== Task input ==
--- START ---
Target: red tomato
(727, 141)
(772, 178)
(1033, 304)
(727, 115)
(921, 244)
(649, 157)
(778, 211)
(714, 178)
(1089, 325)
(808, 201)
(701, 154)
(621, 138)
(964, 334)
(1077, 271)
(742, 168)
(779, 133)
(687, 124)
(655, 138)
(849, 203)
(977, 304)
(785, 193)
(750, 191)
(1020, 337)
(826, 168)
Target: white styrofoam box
--- END ---
--- START ---
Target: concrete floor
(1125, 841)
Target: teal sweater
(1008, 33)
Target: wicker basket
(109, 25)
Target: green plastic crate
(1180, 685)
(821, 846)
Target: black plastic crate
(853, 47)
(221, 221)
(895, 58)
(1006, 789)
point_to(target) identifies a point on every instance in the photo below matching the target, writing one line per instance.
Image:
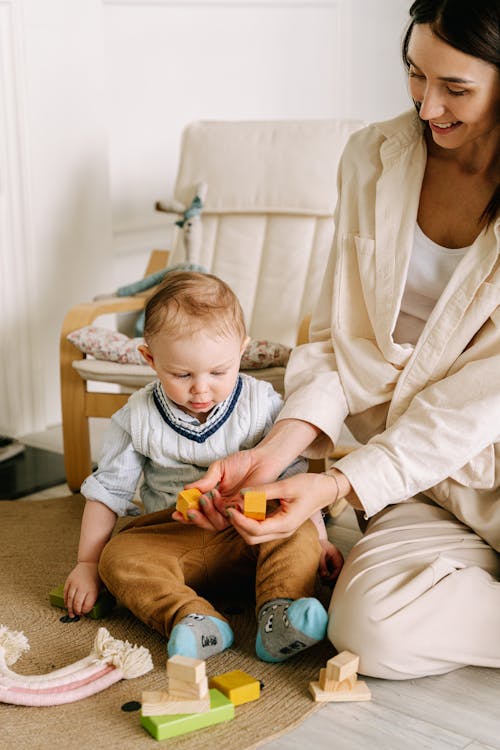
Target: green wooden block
--- END ---
--- START ---
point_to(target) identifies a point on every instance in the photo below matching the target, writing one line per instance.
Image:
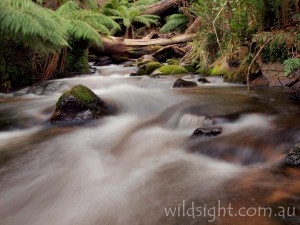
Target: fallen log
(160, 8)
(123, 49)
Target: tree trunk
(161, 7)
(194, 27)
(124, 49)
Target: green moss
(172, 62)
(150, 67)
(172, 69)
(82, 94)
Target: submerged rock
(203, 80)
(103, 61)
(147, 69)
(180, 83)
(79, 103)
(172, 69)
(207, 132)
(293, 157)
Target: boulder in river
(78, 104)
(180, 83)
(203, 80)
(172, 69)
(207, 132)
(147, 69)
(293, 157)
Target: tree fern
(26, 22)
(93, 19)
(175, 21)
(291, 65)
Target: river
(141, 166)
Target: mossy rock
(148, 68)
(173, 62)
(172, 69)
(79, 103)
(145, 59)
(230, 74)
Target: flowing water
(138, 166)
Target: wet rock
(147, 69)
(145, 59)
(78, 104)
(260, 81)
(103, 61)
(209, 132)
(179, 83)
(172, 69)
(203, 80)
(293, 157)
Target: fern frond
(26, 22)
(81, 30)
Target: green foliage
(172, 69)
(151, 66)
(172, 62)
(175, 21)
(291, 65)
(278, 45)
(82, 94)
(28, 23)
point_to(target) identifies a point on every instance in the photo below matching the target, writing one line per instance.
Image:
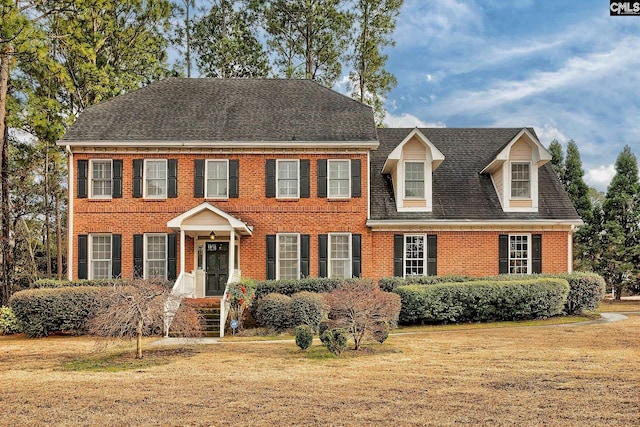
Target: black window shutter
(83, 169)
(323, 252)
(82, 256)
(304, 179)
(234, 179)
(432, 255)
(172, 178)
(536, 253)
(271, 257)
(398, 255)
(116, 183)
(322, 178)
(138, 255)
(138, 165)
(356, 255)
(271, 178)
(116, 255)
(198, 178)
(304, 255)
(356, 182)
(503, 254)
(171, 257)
--- END ---
== Your goal ==
What is needed is an exact copy of the lines above from the one with "Target: wicker basket" to the one with "Target: green wooden block", both ends kept, and nothing more; please leave the pictures out.

== Task answer ==
Target: wicker basket
(109, 25)
Target: green plastic crate
(1180, 685)
(821, 846)
Target: black plastic crate
(853, 47)
(221, 221)
(895, 58)
(1006, 789)
point_to(target) identifies a point on every instance in the photo below matching the target, writing one line per instance.
Image:
Target: green wooden block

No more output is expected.